Coordinate annotation records:
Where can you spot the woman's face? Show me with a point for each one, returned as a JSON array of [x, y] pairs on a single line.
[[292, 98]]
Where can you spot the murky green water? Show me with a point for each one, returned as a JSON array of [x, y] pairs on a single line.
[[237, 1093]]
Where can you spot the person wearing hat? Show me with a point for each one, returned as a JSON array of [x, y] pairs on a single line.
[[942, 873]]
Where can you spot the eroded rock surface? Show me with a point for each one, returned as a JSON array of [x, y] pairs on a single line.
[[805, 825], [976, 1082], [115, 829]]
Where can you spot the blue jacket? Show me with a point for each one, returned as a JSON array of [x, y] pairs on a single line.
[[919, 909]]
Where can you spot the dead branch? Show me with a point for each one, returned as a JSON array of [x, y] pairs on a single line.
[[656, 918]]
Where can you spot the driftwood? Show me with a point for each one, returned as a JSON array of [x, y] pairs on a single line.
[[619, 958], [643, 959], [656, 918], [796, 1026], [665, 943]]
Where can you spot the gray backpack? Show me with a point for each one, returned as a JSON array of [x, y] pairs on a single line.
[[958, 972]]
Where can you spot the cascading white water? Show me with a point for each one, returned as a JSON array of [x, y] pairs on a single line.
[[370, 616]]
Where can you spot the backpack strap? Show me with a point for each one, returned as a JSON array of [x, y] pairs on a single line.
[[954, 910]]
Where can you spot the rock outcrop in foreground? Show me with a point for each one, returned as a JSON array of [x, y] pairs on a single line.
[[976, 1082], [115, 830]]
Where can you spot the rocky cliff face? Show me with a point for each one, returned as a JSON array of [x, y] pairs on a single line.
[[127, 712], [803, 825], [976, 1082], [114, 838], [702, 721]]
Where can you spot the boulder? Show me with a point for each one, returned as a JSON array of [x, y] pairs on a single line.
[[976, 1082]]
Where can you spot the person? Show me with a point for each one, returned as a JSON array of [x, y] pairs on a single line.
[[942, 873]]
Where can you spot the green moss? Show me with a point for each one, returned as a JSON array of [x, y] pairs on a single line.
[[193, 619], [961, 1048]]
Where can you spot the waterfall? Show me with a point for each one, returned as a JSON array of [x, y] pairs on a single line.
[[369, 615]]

■ **Brief**
Reproduce the records starting at the line containing "Where can you spot the eroded" and ending at the line containing "[[805, 825], [976, 1082], [115, 829]]", requests included. Raise every coordinate in the answers by 82.

■ **Right answer**
Where can you spot the eroded rock surface? Show me with a point for each one, returned as a JSON array of [x, y] pairs on a single line.
[[887, 907], [1058, 1164], [197, 911]]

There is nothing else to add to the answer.